# Your instructions
Copy out every line of the records in which "crochet" can be found.

[Stored records]
--- START ---

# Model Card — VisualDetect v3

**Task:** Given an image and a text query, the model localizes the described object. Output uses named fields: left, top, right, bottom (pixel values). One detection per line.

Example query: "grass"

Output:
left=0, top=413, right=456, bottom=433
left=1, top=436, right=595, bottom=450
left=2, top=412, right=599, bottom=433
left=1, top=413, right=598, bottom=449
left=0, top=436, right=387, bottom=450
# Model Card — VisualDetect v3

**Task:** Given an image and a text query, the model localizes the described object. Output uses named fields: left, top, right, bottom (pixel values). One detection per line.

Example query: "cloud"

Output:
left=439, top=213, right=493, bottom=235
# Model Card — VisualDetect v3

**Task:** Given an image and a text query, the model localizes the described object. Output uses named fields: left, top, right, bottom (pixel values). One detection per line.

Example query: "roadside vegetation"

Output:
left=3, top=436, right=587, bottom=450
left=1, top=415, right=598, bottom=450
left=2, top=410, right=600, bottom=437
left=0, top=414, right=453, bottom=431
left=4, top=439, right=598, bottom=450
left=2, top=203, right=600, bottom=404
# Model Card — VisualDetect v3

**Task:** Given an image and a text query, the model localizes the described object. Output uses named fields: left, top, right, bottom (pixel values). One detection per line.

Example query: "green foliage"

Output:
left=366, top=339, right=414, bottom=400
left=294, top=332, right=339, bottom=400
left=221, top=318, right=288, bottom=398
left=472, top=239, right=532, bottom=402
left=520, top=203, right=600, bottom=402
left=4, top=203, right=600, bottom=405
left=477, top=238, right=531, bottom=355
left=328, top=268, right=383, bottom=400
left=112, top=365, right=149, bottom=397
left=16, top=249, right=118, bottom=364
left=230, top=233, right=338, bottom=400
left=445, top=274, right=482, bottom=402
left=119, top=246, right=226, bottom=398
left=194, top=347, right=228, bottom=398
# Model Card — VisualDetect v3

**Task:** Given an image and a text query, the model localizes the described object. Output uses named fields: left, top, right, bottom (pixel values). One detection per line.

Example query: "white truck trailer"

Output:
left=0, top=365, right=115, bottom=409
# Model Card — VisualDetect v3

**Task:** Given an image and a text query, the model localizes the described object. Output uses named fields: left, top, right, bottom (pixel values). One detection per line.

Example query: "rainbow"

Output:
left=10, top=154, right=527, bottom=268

--- END ---
--- START ---

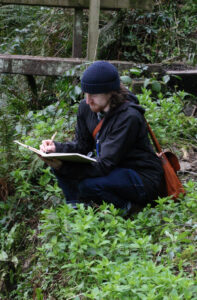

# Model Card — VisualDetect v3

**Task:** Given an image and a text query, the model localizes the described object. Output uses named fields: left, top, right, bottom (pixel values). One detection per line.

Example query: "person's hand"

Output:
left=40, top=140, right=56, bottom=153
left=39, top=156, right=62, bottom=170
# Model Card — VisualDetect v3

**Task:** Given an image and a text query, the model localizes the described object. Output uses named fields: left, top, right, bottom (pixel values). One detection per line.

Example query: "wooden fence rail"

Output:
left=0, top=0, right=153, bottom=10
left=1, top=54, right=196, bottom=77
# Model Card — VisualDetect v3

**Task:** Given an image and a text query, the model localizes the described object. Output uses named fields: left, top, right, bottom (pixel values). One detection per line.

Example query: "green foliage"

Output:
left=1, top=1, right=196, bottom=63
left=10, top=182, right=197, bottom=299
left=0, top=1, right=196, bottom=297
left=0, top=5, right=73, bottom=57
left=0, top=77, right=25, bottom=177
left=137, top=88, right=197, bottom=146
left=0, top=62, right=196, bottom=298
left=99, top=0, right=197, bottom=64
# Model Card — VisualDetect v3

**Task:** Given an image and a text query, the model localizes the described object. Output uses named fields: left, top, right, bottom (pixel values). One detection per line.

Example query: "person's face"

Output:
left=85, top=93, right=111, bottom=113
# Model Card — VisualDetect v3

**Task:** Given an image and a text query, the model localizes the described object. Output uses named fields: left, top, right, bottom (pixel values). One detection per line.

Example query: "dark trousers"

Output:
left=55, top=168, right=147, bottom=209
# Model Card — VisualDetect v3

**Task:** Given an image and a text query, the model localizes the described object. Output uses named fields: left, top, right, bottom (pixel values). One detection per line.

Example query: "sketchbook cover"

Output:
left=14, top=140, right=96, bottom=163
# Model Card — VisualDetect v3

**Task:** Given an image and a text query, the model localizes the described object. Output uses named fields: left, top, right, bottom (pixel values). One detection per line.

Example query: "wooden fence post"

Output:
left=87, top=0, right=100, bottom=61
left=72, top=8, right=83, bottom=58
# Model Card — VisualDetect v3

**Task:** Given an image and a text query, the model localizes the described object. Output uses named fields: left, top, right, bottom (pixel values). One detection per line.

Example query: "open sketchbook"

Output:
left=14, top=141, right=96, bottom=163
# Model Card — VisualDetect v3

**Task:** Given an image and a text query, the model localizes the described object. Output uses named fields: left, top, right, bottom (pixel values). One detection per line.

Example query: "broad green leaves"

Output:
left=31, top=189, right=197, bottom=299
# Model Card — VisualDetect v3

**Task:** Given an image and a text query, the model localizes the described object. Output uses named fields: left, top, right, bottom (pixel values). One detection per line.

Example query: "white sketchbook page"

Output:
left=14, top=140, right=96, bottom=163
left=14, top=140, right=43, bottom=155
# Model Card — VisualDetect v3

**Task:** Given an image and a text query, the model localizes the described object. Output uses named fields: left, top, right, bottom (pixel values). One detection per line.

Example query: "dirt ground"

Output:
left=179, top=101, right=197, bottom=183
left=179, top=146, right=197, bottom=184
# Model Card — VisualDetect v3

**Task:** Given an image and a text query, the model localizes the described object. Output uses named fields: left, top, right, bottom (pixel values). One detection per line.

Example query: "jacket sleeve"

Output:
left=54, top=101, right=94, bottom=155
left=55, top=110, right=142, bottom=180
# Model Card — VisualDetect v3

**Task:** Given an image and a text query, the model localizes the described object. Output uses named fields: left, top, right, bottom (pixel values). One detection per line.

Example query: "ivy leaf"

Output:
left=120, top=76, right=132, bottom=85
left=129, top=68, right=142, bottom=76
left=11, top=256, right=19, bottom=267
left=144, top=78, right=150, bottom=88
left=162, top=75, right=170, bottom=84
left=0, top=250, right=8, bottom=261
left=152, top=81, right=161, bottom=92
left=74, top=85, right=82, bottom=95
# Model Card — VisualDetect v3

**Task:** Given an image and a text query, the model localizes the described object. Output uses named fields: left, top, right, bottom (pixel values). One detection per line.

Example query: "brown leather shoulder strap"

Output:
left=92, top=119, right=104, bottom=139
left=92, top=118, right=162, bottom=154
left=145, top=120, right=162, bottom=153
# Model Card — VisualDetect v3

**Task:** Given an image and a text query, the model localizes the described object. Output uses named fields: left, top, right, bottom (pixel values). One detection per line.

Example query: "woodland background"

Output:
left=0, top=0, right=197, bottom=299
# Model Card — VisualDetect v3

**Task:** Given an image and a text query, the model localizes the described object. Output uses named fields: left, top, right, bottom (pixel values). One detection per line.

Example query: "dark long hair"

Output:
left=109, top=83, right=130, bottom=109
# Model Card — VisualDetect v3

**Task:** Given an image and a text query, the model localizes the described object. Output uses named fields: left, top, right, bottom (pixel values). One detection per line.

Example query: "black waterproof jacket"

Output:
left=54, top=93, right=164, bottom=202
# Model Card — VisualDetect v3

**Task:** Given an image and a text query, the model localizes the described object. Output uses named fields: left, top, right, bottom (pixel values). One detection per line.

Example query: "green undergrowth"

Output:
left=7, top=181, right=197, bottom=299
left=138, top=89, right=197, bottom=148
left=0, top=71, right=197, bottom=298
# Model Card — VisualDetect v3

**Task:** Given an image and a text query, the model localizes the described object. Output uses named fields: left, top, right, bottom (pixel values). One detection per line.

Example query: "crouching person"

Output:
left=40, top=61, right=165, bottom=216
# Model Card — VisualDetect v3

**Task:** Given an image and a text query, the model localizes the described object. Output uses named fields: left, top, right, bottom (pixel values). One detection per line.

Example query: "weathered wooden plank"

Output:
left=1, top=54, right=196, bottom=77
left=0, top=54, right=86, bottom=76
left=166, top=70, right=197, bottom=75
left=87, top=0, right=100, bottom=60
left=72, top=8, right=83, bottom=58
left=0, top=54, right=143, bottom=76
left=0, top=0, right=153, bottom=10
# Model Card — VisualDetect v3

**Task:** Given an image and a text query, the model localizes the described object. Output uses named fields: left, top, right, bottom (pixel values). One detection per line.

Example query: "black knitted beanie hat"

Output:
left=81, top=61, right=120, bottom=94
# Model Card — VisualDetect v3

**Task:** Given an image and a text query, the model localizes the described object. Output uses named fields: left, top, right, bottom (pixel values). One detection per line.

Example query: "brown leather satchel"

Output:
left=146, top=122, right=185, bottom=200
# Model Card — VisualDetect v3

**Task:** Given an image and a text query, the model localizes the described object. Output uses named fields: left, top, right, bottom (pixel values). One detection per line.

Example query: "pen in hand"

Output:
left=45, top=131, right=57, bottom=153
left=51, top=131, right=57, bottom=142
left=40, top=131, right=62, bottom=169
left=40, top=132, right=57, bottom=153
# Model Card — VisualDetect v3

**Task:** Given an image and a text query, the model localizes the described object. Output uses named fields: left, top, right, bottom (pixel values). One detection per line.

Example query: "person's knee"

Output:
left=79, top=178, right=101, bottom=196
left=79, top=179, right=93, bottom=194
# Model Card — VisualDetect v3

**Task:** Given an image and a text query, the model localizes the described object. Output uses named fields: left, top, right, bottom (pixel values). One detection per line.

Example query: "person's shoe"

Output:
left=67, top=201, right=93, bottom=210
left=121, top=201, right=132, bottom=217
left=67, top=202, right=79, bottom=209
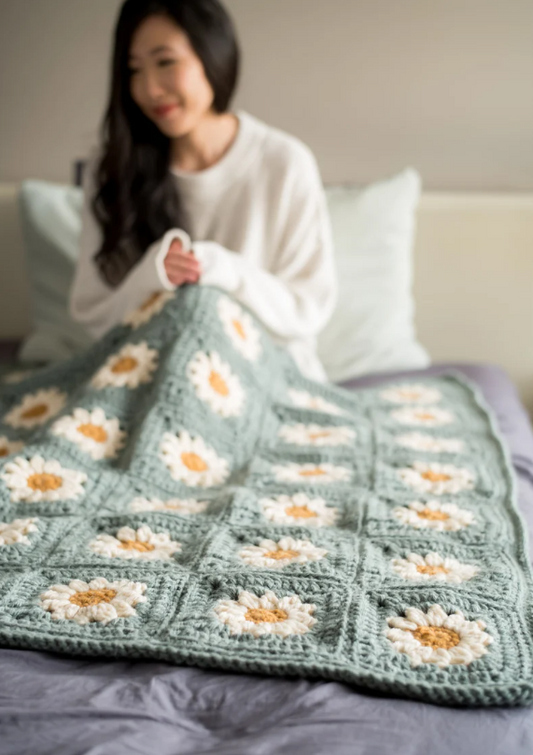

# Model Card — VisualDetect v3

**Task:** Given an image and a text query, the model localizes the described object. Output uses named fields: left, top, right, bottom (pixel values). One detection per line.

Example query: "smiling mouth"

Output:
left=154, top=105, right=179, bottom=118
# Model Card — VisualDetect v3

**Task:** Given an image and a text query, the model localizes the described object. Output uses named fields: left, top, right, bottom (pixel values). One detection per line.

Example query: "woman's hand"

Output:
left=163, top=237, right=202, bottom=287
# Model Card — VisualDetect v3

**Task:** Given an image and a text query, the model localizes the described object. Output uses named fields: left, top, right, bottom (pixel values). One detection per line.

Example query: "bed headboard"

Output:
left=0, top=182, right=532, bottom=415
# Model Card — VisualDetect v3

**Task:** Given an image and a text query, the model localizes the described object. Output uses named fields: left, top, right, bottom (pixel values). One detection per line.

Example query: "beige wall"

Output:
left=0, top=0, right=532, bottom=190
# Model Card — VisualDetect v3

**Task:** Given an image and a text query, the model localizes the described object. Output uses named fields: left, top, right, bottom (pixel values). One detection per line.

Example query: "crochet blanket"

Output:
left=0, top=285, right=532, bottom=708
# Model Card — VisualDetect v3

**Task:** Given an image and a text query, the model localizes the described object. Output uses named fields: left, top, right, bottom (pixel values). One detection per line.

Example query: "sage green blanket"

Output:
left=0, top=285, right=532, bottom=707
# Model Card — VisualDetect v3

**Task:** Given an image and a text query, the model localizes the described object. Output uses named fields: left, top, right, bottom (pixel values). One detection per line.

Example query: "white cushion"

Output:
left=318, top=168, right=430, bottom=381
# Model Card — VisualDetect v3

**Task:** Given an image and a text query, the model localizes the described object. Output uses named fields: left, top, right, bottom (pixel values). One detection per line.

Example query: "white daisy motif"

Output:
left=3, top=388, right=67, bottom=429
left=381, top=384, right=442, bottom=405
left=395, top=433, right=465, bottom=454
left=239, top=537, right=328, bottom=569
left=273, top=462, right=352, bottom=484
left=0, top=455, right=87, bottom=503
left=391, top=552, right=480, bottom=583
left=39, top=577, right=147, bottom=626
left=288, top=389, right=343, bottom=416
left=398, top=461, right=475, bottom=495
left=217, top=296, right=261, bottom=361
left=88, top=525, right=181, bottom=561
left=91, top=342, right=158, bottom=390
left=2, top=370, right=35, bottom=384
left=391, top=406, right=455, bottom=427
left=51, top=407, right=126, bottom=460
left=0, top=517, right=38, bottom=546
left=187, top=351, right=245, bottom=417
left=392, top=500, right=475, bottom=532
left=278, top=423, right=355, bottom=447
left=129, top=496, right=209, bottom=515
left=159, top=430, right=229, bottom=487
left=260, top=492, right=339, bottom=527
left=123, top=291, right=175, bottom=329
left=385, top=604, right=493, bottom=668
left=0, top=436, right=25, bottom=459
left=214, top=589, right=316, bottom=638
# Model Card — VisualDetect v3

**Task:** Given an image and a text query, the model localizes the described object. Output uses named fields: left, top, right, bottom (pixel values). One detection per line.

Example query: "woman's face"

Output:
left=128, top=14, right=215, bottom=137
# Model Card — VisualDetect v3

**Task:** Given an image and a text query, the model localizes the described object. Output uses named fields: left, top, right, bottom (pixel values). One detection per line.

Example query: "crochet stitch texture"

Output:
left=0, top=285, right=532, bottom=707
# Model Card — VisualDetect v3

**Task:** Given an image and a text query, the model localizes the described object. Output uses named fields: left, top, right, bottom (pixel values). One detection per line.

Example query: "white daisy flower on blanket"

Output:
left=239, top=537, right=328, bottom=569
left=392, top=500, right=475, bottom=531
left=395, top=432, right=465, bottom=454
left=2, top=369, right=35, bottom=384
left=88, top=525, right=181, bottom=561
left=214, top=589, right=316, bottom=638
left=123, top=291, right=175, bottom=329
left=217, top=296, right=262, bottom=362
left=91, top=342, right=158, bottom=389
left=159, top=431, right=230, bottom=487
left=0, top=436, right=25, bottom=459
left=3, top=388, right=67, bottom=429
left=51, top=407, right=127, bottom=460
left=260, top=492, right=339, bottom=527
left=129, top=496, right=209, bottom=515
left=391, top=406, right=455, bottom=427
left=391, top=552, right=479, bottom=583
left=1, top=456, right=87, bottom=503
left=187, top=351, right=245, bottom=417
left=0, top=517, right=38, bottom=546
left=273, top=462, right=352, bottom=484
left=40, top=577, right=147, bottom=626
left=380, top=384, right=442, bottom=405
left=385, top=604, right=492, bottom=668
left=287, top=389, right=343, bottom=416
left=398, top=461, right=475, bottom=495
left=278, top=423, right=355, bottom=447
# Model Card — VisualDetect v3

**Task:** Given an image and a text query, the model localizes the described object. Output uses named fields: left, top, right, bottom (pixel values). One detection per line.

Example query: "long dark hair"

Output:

--- END ---

# Finished task
Example query: "crochet blanket"
Example query: "crochet stitch texture"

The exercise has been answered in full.